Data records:

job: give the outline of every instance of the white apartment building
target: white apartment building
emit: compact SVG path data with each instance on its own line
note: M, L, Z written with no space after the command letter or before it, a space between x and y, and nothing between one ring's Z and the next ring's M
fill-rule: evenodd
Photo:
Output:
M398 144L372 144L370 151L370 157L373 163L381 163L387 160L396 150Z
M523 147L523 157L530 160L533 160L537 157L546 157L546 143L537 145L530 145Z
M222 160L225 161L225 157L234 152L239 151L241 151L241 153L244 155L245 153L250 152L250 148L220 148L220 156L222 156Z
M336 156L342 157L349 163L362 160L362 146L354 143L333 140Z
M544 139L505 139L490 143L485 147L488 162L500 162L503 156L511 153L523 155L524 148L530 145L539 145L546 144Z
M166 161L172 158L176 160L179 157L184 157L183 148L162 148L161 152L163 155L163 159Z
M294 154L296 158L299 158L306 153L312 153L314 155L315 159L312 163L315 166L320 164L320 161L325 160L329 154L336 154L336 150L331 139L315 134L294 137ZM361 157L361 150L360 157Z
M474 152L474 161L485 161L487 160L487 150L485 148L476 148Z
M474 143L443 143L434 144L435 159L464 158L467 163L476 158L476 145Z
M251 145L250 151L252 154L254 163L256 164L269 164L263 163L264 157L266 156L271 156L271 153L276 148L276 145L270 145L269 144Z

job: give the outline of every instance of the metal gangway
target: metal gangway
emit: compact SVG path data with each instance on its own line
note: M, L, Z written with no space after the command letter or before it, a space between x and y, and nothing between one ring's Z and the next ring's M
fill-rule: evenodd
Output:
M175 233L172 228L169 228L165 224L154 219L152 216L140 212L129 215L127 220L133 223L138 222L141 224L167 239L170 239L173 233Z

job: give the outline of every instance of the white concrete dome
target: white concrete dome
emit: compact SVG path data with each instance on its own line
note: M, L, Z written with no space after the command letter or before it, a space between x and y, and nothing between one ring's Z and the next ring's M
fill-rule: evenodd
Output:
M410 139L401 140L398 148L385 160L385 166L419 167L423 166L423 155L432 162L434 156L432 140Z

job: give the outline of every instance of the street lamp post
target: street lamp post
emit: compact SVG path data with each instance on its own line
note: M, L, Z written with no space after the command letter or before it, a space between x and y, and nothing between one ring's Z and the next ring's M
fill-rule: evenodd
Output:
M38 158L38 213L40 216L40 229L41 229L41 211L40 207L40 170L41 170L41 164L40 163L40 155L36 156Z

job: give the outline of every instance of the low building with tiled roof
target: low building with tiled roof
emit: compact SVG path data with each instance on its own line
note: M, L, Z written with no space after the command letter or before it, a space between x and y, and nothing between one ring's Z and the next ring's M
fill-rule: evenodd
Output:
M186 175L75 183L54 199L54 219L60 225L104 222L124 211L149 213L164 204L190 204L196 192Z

### What you have to do
Reproduce every one of these records line for line, with no changes.

### Result below
job: give the outline of every instance of the white apartment building
target: white apartment building
emit: compact SVG path data with each instance on its own line
note: M, L, Z written with no space after the command letter or before it, a space between x and y, and nothing between one ring's Z and the next ring's M
fill-rule: evenodd
Photo:
Output:
M398 144L372 144L370 151L370 157L373 163L381 163L387 160L396 150Z
M523 147L523 157L530 160L533 160L537 157L546 157L546 143L537 145L530 145Z
M222 160L225 161L225 157L234 152L239 151L241 151L241 153L244 155L245 153L250 152L250 148L220 148L220 156L222 156Z
M336 156L342 157L349 163L362 160L362 146L354 143L333 140Z
M544 139L505 139L490 143L485 147L488 162L500 162L503 156L511 153L523 155L524 148L530 145L539 145L546 144Z
M166 161L172 158L176 160L179 157L184 157L183 148L162 148L161 152L163 155L163 159Z
M294 154L296 158L299 158L306 153L312 153L314 155L315 159L312 163L315 166L320 164L320 161L325 160L329 154L336 154L336 150L331 139L315 134L294 137ZM361 157L361 150L360 157Z
M474 152L474 161L485 161L487 160L487 150L485 148L476 148Z
M474 143L443 143L434 144L435 159L464 158L467 163L476 158L476 145Z
M251 145L250 151L252 154L254 163L256 164L269 164L263 163L264 157L266 156L271 156L271 153L276 148L276 145L270 145L269 144Z

job: give the outline of every instance of the metal gangway
target: metal gangway
emit: compact SVG path data with each instance on its own line
note: M, L, Z written with no space after the command letter or before it, a space between x and y, and nothing between one ring's Z and the next ring's M
fill-rule: evenodd
Output:
M175 233L172 228L169 228L165 224L154 219L152 216L140 212L129 215L127 220L133 223L138 222L141 224L167 239L170 239L173 233Z

job: give the outline of every instance of the white concrete dome
target: white concrete dome
emit: compact SVG path data with each instance on its own line
note: M, L, Z written with no space after the command letter or before it, a space between x and y, and nothing between one ring's Z and the next ring's M
fill-rule: evenodd
Output:
M410 139L401 140L398 148L385 160L385 166L419 167L423 166L423 155L432 162L434 156L432 140Z

job: give the outline of every instance of the street lamp post
target: street lamp post
emit: compact SVG path data with each instance on its own line
note: M, L, Z written with no space after the command letter or before it, a space between x and y, and nothing between one ring's Z and the next ring's M
fill-rule: evenodd
Output:
M38 158L38 213L40 216L40 229L41 229L41 211L40 207L40 170L41 170L41 164L40 163L40 155L36 156Z

job: give the outline of every instance of the low building with tiled roof
target: low building with tiled roof
emit: compact SVG path data with each instance on its own line
note: M, L, Z written with no space after the command letter or before it, a space between x and y, and nothing between one ring's Z and the next ring's M
fill-rule: evenodd
Output:
M186 175L75 183L54 199L54 219L60 225L104 222L124 211L149 213L164 204L190 204L196 192Z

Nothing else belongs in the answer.